■ **EXERCISE TASK**
Look for "the red football" in the listing below, then copy exactly the line it appears in and all lines after it to the end, and nothing more.

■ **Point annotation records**

──────

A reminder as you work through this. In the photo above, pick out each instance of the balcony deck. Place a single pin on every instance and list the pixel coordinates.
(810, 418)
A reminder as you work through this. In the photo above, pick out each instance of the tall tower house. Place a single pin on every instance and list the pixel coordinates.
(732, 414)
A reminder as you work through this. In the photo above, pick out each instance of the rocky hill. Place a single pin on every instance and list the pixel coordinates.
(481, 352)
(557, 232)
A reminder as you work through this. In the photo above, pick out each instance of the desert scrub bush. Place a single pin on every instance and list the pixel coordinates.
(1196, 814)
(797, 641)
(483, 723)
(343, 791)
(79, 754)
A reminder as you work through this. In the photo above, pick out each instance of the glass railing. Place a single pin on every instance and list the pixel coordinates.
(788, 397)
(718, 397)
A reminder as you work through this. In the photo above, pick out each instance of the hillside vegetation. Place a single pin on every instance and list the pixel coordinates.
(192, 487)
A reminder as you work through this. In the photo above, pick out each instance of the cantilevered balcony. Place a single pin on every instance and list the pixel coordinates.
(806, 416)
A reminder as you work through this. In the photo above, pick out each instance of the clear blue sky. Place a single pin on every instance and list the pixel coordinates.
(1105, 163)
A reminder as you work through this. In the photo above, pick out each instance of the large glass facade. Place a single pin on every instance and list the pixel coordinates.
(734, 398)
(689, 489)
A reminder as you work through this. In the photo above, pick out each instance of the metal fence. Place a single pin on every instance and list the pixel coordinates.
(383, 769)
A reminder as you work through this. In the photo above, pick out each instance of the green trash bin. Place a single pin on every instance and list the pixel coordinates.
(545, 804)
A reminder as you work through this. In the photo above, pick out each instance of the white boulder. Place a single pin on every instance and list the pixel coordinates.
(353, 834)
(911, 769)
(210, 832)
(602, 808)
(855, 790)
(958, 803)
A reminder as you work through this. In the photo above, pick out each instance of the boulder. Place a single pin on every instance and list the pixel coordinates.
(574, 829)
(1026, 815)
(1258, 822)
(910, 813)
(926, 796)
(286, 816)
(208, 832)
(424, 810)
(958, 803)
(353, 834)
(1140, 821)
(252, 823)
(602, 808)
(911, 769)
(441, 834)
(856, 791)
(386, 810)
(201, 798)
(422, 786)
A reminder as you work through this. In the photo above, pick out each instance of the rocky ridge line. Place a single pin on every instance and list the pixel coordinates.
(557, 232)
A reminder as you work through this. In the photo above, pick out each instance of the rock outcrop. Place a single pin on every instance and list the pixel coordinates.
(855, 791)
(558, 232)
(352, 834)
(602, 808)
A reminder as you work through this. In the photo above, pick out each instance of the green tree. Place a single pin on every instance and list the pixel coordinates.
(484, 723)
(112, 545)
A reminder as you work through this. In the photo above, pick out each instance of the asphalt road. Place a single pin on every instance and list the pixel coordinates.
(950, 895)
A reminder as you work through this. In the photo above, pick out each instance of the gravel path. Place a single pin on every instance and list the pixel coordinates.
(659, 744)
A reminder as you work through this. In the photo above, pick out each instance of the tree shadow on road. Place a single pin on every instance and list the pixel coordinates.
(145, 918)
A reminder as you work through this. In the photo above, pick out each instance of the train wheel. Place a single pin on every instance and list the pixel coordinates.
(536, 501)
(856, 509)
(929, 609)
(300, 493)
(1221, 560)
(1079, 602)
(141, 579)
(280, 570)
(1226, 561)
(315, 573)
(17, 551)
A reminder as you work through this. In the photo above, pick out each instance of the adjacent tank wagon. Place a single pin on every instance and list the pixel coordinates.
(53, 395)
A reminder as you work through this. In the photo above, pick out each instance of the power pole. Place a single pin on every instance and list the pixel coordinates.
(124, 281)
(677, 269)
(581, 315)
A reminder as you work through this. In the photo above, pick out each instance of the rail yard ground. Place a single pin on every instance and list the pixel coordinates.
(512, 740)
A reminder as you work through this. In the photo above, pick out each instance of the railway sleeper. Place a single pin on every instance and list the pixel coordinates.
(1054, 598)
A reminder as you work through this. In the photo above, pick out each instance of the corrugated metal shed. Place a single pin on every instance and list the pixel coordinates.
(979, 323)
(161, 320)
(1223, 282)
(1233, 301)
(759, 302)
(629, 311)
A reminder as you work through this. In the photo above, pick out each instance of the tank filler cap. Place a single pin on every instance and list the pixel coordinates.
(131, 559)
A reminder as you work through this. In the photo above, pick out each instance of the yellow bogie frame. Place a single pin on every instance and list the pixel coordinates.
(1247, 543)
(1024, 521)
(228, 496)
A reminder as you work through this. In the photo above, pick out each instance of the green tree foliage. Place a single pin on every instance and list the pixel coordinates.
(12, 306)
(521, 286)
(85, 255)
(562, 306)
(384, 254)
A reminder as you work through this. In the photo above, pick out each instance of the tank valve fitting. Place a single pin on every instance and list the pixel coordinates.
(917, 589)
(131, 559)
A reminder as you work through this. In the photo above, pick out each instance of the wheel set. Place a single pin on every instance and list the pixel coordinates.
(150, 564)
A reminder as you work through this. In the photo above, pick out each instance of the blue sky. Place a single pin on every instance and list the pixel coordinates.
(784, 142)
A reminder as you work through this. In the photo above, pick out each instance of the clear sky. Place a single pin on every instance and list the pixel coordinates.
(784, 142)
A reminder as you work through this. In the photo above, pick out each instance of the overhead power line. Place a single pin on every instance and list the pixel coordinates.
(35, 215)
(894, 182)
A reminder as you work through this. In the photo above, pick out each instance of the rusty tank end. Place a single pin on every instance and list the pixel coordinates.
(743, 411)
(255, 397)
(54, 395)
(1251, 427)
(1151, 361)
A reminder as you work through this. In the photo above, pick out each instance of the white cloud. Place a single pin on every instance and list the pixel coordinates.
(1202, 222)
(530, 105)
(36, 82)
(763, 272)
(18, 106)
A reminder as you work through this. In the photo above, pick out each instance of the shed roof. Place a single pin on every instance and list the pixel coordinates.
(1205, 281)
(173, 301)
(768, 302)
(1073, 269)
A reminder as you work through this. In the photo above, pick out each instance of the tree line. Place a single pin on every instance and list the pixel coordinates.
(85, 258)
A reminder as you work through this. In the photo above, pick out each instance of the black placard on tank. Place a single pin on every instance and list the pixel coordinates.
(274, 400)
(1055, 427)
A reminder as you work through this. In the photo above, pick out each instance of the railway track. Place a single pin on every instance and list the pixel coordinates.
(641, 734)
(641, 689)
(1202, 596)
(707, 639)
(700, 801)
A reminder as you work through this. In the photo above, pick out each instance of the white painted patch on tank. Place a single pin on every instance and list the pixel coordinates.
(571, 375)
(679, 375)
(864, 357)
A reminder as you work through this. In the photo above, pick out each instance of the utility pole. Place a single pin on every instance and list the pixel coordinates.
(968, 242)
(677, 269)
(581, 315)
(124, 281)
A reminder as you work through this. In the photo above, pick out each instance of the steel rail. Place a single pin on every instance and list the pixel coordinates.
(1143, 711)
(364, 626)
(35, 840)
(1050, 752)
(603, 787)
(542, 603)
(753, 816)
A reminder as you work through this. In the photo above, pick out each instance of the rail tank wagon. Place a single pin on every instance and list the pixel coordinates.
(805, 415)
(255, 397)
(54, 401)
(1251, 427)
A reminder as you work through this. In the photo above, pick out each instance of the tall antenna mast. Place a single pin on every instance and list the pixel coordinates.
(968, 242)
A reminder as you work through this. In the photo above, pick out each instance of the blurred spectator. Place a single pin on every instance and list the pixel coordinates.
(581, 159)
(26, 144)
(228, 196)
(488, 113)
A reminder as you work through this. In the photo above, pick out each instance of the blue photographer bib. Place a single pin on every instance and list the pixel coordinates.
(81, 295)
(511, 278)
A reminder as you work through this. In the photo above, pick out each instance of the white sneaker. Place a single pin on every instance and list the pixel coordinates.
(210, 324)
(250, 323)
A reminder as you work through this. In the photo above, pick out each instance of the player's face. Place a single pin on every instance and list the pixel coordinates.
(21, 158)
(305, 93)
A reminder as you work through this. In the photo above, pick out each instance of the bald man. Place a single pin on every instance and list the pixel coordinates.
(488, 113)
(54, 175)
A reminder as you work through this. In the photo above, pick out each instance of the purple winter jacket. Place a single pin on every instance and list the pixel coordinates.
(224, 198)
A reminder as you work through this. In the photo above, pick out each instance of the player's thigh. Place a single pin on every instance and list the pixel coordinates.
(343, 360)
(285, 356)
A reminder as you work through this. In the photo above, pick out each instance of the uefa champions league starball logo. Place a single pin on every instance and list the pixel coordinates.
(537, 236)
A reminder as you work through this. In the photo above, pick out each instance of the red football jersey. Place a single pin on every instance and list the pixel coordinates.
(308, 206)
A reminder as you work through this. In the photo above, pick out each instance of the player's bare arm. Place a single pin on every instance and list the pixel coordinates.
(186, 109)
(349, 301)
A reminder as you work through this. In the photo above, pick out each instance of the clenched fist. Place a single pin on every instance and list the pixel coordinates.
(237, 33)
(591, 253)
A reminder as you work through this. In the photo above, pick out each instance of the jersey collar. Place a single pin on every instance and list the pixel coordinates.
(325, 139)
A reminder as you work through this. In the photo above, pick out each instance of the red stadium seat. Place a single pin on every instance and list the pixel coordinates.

──────

■ **FINISHED EXERCISE**
A reminder as you work through this. In the photo above, pick out each instance of the red football jersey. Place a single pin on every instance and list the pixel coordinates.
(308, 206)
A reminder as you work through this. In the photo above, pick out each instance of the player's bare arm. Place a single pin on every instance and list the pixel coordinates.
(186, 109)
(349, 301)
A reminder as you work through this. In the photo above, pick out each instance of the clenched fist. Place a single pin on every instance and list the pixel coordinates.
(237, 33)
(591, 253)
A reminder as you work through this. In the photo above, pick out each instance of the jersey collar. Place a single pin on every instance and list the pixel coordinates.
(325, 139)
A reminder as you work through this. In the photo above, pick out each instance of the red stadium seat. Place a single pin on every instance and list the pixel coordinates.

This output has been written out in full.